### IL TUO COMPITO
Ricopia dall'articolo sul Pakistan il passo che va da "La battaglia per" fino a "lo scenario virtuale.".
··· ESTRATTO DELLA FONTE
La battaglia per il Pakistan
 
Txente Rekondo - Gabinete Vasco de Analisis Internacional (GAIN)
28/12/2007
 
La morte di Benazir Bhutto in un attentato ha scosso buona parte delle fondamenta politiche di quel paese asiatico, ma al di là della tragedia che comporta per la sua cerchia personale e politica e per il futuro del Pakistan, il suo epilogo è sembrato corrispondere al titolo di “cronaca di una morte annunciata”. Gli interessi di Washington e le aspirazioni della stessa Bhutto ne hanno disegnato lo scenario virtuale.
 
E questo copione, che è andato a cozzare con la cruda realtà di questo complesso e turbolento stato, si è frantumato dopo l’attentato contro la famosa politica pachistana. Come in una tragedia greca, la famiglia Bhutto è stata segnata dalla morte violenta dei suoi membri – il padre di Benazir e due suoi fratelli sono morti in forma violenta – e dagli scandali di corruzione – suo marito per le strade del Pakistan è noto come “il signor 10%”.
 
Il Pakistan è un paese sull’orlo del precipizio, una situazione delicata se si considerano le potenzialità destabilizzatrici per la regione derivanti dalla radicalizzazione della società pachistana, per non dimenticare la capacità nucleare posseduta da Islamabad. Gli scontri e le violenze si susseguono in tutte le province, e il loro livello aumenta di giorno in giorno.
 
Un breve sguardo ci permette di osservare cosa sia avvenuto con il movimento talebano pachistano per il controllo dei distretti di Swat e Shangla nella provincia di frontiera del Nordest, recentemente recuperati dall’esercito dopo dure battaglie e con importanti perdite umane da entrambe le parti. Questo intervento dell’esercito ha anche provocato un alto numero di morti civili, cosa che porta con sé un più forte rifiuto dell’intervento di Islamabad nella zona e una maggiore radicalizzazione dei suoi abitanti.
 
Stiamo anche assistendo ad un notevole incremento degli attacchi suicidi contro militari, alte cariche del governo e leader politici, mentre lo stesso Musharraf è stato oggetto di più di un attacco. E tutto ciò è condito con la presenza di un’opposizione divisa e destrutturata, che cerca di utilizzare tutti gli espedienti del potere, anche se questo significa realizzare alleanze contro natura. I diversi comportamenti in merito alla partecipazione alle elezioni dell’8 gennaio o al loro boicottaggio continuano ad accrescere le divisioni.
 
Il presidente Musharraf, come la figura del “generale nel suo labirinto” sembrerebbe al momento sentirsi al sicuro, sebbene, come abbiamo già visto, in qualsiasi momento possa verificarsi un altro attacco contro la sua vita. Ma perchè egli abbia successo, gli sarà decisivo l’appoggio che riceverà da Washington – il che gli merita, da parte della gente comune del paese, l’appellativo di “Busharraf” - e dai militari che gli permettono di mantenersi saldo al suo posto di guida del paese.
······
··· MATERIALE FORNITO
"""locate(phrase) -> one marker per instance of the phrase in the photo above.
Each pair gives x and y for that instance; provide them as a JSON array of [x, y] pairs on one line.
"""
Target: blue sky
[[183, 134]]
······
### SOLUZIONE DELL'ESERCIZIO
La battaglia per il Pakistan
 
Txente Rekondo - Gabinete Vasco de Analisis Internacional (GAIN)
28/12/2007
 
La morte di Benazir Bhutto in un attentato ha scosso buona parte delle fondamenta politiche di quel paese asiatico, ma al di là della tragedia che comporta per la sua cerchia personale e politica e per il futuro del Pakistan, il suo epilogo è sembrato corrispondere al titolo di “cronaca di una morte annunciata”. Gli interessi di Washington e le aspirazioni della stessa Bhutto ne hanno disegnato lo scenario virtuale.